### Lesetext
■ ■ ■ ■ ■ ■ ■

Mein kleines XYpsilon sagt auch schon, dass sie mit dem großen XYpsilon doch immer sooo artig und pflichtbewusst durchs Gelände stapft. Da hätten die XYpsilons sie heute sehen sollen, als sie den Hang hinauf gebuckelt ist, aber hallo! Einige gewaltige Bocksprünge lang habe ich mich ja gut gehalten. Aber das Ziel der Stute war eindeutig entweder mich loszuwerden oder mich zu blamieren. Oder beides. Das mit dem Loswerden ist ihr gelungen, aber nur das.
Da können die XYpsilons noch so grinsen und vielleicht macht sie es ja mit ihnen tatsächlich nicht. Mich erschüttern Überraschungen der Stute längst nicht mehr. Ich weiß, warum ich sogar auf meiner Oldie einen Helm trage. Was mich indessen schon erstaunt, sind die Nachdrücklichkeit und die Energie, die in ihr stecken. 355 Tage im Jahr benimmt sie sich wie eine altehrwürdige Dame mit dann und wann leichten Gelenksschmerzen. Sie versteht es vornehm, leichtrittig und zuverlässig aufzutreten.

■ ■ ■ ■ ■ ■ ■

### Gegebene Auflistung
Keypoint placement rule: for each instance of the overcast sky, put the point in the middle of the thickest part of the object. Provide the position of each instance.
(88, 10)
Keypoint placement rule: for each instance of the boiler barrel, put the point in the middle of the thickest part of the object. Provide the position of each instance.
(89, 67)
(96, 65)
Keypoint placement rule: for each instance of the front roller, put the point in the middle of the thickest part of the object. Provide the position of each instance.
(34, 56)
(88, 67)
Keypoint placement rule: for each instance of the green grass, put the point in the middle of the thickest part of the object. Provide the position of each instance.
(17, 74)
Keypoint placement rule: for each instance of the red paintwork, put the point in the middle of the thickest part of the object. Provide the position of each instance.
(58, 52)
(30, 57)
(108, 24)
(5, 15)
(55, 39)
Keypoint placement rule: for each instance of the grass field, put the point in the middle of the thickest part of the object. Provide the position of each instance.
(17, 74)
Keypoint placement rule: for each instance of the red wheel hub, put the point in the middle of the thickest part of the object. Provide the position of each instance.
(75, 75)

■ ■ ■ ■ ■ ■ ■

### Aufgaben
A - Der Text über die Stute beschreibt, wie sie an 355 Tagen im Jahr auftritt. Nenne alle Wörter, mit denen der letzte Satz diese Art des Auftretens beschreibt.
B - Schreibe den Text über die Stute im Anschluss an seinen letzten Satz weiter.

### Lösungen
A - vornehm, leichtrittig, zuverlässig

B -
Welcher Teufel sie an den anderen zehn Tagen im Jahr reitet, habe ich nach zwei gemeinsamen Jahrzehnten immer noch nicht herausgefunden. Dafür aber, dass vom Pferd fallen (kam schon länger nicht vor) nach wie vor so funktioniert wie früher. Durch die Luft segeln, landen, aufstehen, Pferd einfangen. Aufsitzen, Krönchen richten, weiterreiten.
Und in knapp einem Jahr das Pferdekind zähmen.